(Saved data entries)
*** Block opens ***
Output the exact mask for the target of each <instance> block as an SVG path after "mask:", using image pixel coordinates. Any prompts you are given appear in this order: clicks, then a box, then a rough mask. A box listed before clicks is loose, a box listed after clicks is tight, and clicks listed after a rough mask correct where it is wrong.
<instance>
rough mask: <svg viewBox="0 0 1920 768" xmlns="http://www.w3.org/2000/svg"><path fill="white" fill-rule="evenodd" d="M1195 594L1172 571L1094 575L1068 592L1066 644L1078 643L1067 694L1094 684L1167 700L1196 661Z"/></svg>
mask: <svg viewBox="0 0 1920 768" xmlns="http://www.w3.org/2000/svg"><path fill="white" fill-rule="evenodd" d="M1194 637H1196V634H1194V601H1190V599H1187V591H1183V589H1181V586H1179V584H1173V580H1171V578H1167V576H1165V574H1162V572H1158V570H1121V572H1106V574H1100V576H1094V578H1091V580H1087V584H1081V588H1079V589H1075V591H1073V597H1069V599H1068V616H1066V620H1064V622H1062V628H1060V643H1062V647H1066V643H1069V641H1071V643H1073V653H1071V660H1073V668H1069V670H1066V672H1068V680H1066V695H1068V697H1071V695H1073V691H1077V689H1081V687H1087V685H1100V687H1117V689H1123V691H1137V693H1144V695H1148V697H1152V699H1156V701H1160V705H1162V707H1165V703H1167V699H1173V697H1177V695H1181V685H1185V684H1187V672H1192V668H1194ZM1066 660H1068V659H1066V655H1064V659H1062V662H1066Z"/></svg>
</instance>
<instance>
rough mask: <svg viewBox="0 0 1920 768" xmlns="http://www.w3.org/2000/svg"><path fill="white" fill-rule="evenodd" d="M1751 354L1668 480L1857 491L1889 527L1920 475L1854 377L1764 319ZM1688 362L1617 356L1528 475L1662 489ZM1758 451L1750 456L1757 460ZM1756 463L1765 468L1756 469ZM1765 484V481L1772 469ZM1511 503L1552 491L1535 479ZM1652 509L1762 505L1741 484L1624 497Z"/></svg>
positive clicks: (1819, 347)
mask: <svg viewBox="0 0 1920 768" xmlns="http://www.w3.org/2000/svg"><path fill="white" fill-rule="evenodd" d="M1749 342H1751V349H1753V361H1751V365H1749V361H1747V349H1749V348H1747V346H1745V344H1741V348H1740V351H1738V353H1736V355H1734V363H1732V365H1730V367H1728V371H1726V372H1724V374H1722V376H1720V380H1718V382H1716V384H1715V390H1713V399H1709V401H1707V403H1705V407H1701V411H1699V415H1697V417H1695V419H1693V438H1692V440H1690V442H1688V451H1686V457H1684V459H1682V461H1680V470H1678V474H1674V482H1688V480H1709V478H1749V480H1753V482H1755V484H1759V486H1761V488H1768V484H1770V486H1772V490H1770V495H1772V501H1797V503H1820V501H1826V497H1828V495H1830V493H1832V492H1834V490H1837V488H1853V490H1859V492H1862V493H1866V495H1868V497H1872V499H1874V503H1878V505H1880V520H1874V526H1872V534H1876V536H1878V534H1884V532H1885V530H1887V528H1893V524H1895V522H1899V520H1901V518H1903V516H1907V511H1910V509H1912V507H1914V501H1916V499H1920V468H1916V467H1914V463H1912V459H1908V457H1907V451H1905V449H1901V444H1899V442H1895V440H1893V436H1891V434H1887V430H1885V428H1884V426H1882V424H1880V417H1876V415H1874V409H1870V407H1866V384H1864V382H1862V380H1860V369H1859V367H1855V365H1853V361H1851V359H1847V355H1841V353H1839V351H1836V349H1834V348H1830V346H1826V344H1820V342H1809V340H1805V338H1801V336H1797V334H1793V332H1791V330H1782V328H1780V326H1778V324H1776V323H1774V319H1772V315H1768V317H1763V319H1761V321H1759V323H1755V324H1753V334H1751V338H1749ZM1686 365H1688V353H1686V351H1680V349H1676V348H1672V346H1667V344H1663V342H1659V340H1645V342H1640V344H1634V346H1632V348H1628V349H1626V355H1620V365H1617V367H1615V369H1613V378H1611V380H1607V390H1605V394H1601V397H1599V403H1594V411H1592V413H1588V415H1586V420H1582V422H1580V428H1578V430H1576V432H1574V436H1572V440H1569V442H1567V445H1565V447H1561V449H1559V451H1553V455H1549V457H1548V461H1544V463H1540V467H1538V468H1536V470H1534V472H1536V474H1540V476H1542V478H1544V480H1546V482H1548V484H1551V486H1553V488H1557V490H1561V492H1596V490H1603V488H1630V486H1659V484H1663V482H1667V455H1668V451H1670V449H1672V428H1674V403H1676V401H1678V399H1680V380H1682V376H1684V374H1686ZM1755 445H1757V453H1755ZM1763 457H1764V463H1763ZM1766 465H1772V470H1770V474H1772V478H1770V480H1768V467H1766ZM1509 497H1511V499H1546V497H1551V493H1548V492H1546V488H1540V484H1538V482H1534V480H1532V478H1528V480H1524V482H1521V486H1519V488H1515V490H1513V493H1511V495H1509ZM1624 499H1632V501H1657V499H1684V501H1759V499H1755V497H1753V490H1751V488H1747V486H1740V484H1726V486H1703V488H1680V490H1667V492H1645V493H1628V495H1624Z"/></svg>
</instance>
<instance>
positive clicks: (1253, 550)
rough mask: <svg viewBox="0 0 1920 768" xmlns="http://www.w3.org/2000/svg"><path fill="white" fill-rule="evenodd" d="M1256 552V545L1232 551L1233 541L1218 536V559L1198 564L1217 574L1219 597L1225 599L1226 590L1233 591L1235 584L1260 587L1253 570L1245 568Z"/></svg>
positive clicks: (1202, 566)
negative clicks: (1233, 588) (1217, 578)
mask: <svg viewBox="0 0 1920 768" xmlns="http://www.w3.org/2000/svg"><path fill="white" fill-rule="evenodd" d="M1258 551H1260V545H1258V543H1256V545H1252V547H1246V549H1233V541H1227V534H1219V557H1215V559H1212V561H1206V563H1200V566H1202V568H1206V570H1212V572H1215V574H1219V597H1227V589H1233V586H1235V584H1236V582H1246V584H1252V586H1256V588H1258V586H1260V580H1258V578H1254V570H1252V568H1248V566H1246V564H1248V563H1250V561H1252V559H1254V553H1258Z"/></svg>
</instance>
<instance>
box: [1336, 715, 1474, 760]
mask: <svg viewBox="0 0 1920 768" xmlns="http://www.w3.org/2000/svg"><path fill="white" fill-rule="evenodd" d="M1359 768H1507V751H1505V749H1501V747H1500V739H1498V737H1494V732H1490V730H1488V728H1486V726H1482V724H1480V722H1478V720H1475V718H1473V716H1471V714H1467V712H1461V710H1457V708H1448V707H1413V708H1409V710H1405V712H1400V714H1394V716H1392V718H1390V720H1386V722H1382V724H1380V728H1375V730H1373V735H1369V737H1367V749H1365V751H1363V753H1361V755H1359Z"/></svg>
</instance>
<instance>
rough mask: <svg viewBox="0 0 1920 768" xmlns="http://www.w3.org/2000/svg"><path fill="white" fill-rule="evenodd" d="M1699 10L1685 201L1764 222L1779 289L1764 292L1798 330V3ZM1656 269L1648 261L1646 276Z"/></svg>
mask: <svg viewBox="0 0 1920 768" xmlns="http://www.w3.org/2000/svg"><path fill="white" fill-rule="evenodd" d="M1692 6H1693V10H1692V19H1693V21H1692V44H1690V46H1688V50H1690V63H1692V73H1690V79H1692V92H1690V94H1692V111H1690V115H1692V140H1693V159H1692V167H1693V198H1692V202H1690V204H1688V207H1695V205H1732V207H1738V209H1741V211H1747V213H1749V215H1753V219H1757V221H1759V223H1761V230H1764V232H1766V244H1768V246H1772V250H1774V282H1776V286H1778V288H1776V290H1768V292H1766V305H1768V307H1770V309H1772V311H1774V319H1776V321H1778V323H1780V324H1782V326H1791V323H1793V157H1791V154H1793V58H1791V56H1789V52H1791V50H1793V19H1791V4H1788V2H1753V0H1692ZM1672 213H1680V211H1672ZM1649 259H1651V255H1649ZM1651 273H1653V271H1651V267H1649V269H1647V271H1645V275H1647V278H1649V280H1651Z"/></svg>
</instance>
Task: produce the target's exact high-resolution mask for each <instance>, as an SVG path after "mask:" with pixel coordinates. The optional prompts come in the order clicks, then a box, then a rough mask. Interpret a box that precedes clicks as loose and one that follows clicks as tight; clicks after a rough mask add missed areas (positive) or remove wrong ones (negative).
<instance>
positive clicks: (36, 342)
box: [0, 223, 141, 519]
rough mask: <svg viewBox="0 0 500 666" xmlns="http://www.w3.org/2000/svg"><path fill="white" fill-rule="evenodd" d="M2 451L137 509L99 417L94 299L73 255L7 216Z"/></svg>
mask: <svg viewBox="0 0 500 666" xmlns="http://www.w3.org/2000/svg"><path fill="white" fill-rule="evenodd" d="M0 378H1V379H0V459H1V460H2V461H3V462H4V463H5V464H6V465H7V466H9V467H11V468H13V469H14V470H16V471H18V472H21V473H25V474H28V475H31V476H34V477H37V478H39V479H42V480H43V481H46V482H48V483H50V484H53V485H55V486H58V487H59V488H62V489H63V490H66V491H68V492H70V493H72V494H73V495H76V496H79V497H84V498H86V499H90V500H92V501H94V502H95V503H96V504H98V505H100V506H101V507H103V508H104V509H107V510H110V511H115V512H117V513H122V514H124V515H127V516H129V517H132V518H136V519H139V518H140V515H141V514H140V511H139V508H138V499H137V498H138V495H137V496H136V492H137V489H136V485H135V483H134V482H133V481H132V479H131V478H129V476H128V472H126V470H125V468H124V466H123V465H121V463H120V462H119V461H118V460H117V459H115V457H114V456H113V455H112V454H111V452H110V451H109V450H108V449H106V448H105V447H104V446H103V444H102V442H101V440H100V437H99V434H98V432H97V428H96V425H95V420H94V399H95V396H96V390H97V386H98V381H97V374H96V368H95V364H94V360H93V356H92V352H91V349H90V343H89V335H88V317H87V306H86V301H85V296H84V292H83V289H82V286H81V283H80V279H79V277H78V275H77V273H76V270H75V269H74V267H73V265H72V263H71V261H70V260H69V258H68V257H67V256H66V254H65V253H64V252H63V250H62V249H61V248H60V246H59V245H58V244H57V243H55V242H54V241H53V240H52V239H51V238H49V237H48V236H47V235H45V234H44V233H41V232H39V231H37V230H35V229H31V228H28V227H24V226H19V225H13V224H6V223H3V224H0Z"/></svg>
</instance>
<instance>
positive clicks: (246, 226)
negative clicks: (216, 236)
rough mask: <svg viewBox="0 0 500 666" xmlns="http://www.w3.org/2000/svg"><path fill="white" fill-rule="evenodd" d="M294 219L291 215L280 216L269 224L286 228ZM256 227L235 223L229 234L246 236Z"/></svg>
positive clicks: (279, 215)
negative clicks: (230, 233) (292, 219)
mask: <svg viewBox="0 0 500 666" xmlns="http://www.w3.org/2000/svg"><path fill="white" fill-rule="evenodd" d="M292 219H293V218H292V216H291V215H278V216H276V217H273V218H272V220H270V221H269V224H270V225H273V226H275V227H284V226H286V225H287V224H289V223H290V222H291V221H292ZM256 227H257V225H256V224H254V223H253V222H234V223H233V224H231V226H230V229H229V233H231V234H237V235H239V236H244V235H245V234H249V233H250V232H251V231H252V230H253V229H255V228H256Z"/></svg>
*** Block closes ***
• **Task description**
Count of lines holding the string "tight": please work it out for the entries above and give the number alone.

• **Result**
2